### EXERCISE DIRECTIONS
All of the data should be output character for character, except the pictures.

### DATASET RECORDS
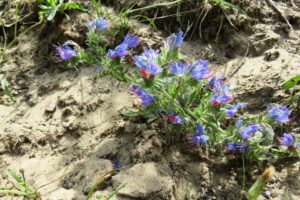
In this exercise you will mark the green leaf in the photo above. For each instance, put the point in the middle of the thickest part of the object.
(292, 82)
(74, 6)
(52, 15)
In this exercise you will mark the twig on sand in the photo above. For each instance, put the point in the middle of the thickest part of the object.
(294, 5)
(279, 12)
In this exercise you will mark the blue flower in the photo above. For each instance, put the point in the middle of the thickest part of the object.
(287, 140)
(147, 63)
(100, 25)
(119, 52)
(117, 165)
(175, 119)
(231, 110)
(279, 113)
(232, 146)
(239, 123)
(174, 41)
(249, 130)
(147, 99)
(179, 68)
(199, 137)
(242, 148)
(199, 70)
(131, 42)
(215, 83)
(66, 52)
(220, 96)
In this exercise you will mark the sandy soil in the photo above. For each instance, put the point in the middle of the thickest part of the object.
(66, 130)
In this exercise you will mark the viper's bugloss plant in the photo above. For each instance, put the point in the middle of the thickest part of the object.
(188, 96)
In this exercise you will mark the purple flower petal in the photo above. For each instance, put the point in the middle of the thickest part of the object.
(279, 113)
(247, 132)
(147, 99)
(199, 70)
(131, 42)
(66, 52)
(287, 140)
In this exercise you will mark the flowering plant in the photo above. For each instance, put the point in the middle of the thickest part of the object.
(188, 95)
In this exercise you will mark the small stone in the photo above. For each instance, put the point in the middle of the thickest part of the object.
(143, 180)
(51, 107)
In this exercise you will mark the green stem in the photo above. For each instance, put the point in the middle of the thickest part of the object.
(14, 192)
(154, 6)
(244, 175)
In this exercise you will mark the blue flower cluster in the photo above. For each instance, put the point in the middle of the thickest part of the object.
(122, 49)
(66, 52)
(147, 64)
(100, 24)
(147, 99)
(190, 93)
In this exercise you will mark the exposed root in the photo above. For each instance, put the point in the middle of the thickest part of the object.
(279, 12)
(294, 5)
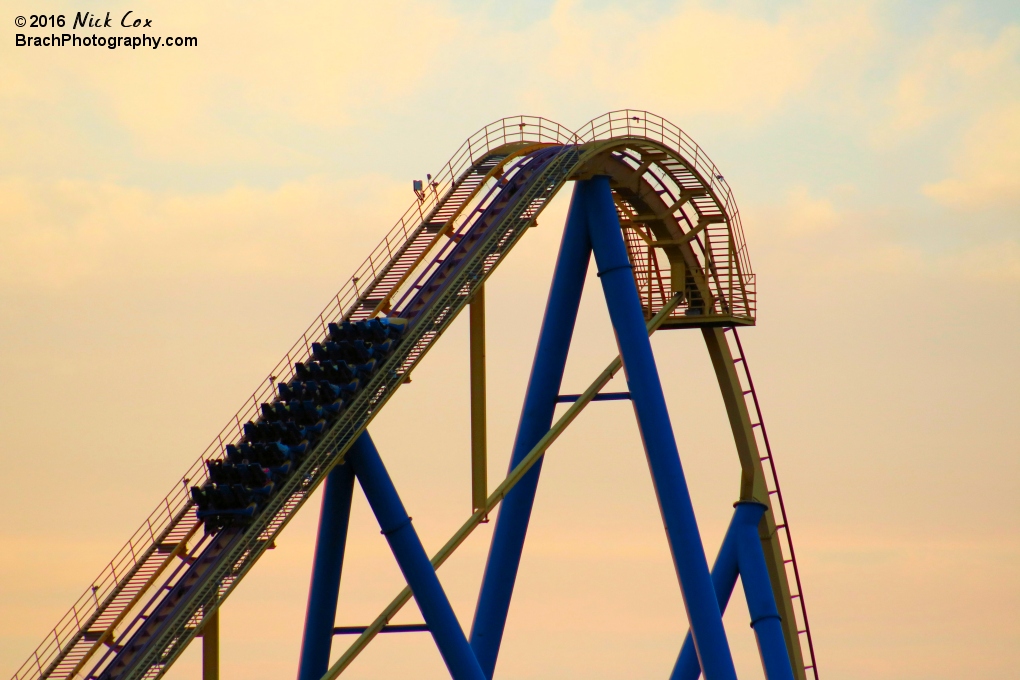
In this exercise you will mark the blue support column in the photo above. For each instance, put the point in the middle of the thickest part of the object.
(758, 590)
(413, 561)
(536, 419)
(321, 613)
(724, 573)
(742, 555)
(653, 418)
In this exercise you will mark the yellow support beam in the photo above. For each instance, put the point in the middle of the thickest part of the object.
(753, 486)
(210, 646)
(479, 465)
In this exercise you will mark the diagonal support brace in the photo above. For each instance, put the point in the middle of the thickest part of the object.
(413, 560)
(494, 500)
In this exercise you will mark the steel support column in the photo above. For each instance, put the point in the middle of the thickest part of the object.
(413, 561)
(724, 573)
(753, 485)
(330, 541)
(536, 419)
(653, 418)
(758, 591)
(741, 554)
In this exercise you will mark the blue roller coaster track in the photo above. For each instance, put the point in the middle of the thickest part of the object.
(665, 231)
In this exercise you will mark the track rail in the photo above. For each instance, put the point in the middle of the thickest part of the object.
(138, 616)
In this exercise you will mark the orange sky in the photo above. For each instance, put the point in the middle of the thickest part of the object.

### CORRECT RESULT
In this exercise you will mark the green leaf in the photo above. For each instance, put the point in the middle of the thickest part of the object.
(292, 82)
(74, 6)
(52, 15)
In this exercise you will mark the twig on sand in the photo above. For each instance, put the point in the middle of the thickest part of the object.
(294, 5)
(279, 12)
In this exercise you will mark the blue flower in the photo above. For each instance, put the point in the middle of the thickest part of the object.
(287, 140)
(147, 63)
(100, 25)
(119, 52)
(117, 165)
(175, 119)
(231, 110)
(279, 113)
(232, 146)
(239, 123)
(174, 41)
(249, 130)
(147, 99)
(179, 68)
(199, 137)
(242, 148)
(199, 70)
(131, 42)
(215, 83)
(66, 52)
(220, 96)
In this exercise you will mark the sandy soil in the photo above. For each instance, put the point in the middle of the thickest part of the object.
(66, 130)
In this exercise you will mark the viper's bugloss plant in the photo above. For each instance, put the point in the middle of the thickest part of the object.
(188, 96)
In this exercise you will mark the purple flower petal in the photo above. For each instance, put the point in the middle of the thickest part of the object.
(279, 113)
(247, 132)
(147, 99)
(199, 70)
(131, 42)
(66, 52)
(287, 140)
In this exercise you will mark the flowering plant in the photo above. For each instance, put the point in the middle of the thickest part of the object.
(188, 95)
In this exercise you will mark the small stone in the photo above. For each instance, put the point in the middle of the thickest part of the object.
(143, 180)
(51, 107)
In this exercise you will mark the green stem in the photo above. For each instance, put the point in the middle of the thickest part of the object.
(14, 192)
(154, 6)
(244, 175)
In this exercise you will mark the blue flower cluster in the photo above. For each instance, put the point in the middle of the thickest part of the object.
(122, 49)
(66, 52)
(147, 64)
(100, 24)
(147, 99)
(190, 93)
In this exercise you will mark the exposed root in the photo above. For each instance, put the point in the middle of the thickest part of the object.
(279, 12)
(294, 5)
In this exercise you will mark the blue support column in the photo above. For each instance, put the point in the middle of the thickest part of the object.
(758, 590)
(413, 561)
(536, 419)
(321, 613)
(724, 573)
(742, 555)
(653, 418)
In this exercise you will mark the yellow support beam in the photo above. For each instance, put the point in the middle of the thickest part of the object.
(753, 486)
(210, 646)
(479, 465)
In this exercise you will mark the diagonal support brace in the photo above. For each instance, put the point in the middle of the thickest part of the object.
(413, 560)
(494, 500)
In this exercise you will mark the steel support column in the photo above. For each instance, put the point in the middle of the thickest part of the object.
(413, 561)
(724, 573)
(753, 485)
(330, 541)
(536, 419)
(653, 418)
(758, 591)
(741, 554)
In this exercise you will mark the blue roller coaster track in the photo above. For each instance, put the point in the middle of the thickest part of the object.
(665, 231)
In this exercise you will mark the track rail in the photo above. For each instance, put the point in the middle of the thickest part of the object.
(138, 616)
In this exercise you will mark the orange sky in the photo above. For each instance, put the point in the middle of the thickest part of the object.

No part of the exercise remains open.